** EXCERPT PROVIDED **

▽

StanfordNLPAnnotator
Feature Structure: org.apache.uima.stanfordnlp.input:action
We use StanfordNLPAnnotator as the gateway or facade: client uses org.apache.uima.stanfordnlp.input:action to specify what to extract: action=ner - to run named entity extraction or action=sentimet to run sentiment analysis.

The feature org.apache.uima.stanfordnlp.output:type specifies the sentiment of the whole article: very negative, negative, neutral, positive or very positive.

The configuration parameter: SentiwordnetFile which specifies the path of sentiwordnet file.

How it Works
First it ignore sentence which doesn't contain opinionated  word. It uses Sentiwordnet to check whether this sentence contains non-neutral adjective.

The it calls Stanford NLP Sentiment Analysis tool to process the text.
Stanford NLP Sentiment Analysis has two model files: edu/stanford/nlp/models/sentiment/sentiment.ser.gz, which maps sentimentto 5 classes: very negative, negative, neutral, positive or very positive; edu/stanford/nlp/models/sentiment/sentiment.binary.ser.gz which maps sentiment to 2 classes: negative or positive.

We use edu/stanford/nlp/models/sentiment/sentiment.ser.gz, but seems sometimes it inclines to mistakenly map non-negative text to negative.

For example, it will map the following sentence to negative, but the binary mode will correctly map it to positive.
I was able to stream video and surf the internet for well over 7 hours without any hiccups .

So to fix this, when the 5 classes mode(sentiment.ser.gz) maps one sentence to negative, we will run the binay mode to recheck it, if the binary mode agrees(also report negative) then no change, otherwise change it to positive.

We calculate the score of all sentence, and map the average score to the 5 classes. We give negative sentence a smaller value as we don't trust it.

△

** WHAT THIS TASK INVOLVES **
Set down, word for word, the stretch of the StanfordNLPAnnotator text from "The it calls Stanford" through "map it to positive.".

** Records **
▽

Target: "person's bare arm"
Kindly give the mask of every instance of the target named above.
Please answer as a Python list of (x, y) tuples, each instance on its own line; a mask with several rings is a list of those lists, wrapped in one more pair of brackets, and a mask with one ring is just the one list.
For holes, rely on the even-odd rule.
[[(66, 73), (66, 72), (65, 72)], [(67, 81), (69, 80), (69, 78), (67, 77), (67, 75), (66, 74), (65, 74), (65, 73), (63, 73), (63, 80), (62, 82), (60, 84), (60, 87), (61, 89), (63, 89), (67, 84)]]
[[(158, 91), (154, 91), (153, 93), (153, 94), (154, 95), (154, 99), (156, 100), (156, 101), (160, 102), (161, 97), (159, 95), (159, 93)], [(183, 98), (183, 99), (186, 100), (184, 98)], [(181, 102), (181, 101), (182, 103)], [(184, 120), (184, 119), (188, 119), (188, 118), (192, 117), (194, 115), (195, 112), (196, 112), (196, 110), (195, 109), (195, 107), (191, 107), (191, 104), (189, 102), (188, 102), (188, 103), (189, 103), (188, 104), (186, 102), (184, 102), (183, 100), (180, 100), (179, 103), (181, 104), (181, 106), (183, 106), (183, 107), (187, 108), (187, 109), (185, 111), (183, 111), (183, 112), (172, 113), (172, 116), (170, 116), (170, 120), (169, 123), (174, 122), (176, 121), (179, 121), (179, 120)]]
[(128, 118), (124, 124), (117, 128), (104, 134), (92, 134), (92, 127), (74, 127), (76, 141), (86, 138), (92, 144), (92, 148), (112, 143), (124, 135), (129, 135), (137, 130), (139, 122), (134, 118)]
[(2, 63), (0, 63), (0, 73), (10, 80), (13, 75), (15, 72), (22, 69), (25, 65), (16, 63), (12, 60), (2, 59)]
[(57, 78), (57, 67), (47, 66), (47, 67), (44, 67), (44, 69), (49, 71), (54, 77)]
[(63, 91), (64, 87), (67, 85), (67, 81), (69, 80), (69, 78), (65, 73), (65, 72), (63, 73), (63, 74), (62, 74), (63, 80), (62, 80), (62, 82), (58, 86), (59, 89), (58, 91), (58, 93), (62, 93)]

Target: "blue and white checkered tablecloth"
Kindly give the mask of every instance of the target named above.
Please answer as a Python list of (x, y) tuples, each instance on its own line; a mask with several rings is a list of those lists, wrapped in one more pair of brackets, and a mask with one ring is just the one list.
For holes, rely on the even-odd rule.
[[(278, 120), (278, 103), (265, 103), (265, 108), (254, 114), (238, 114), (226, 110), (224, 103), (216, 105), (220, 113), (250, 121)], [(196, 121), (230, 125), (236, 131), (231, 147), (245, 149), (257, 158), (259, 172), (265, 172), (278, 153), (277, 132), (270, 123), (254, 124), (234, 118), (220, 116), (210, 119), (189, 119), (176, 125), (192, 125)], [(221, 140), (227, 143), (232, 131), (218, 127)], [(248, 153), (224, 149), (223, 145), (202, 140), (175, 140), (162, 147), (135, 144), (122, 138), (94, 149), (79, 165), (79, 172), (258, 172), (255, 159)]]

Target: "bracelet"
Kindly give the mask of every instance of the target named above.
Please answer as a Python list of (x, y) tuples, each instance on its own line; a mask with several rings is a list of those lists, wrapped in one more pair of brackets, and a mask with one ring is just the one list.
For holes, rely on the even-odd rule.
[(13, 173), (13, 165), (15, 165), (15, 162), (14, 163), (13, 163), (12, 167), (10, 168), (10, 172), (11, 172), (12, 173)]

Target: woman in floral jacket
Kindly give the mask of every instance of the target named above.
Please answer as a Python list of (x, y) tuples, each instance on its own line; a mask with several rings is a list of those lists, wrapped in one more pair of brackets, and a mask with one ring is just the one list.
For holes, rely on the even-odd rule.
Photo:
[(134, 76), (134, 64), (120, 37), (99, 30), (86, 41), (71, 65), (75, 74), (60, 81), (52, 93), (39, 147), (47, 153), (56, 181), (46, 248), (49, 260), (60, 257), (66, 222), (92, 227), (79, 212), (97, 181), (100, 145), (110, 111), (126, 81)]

△

** THE ANSWER **
The it calls Stanford NLP Sentiment Analysis tool to process the text.
Stanford NLP Sentiment Analysis has two model files: edu/stanford/nlp/models/sentiment/sentiment.ser.gz, which maps sentimentto 5 classes: very negative, negative, neutral, positive or very positive; edu/stanford/nlp/models/sentiment/sentiment.binary.ser.gz which maps sentiment to 2 classes: negative or positive.

We use edu/stanford/nlp/models/sentiment/sentiment.ser.gz, but seems sometimes it inclines to mistakenly map non-negative text to negative.

For example, it will map the following sentence to negative, but the binary mode will correctly map it to positive.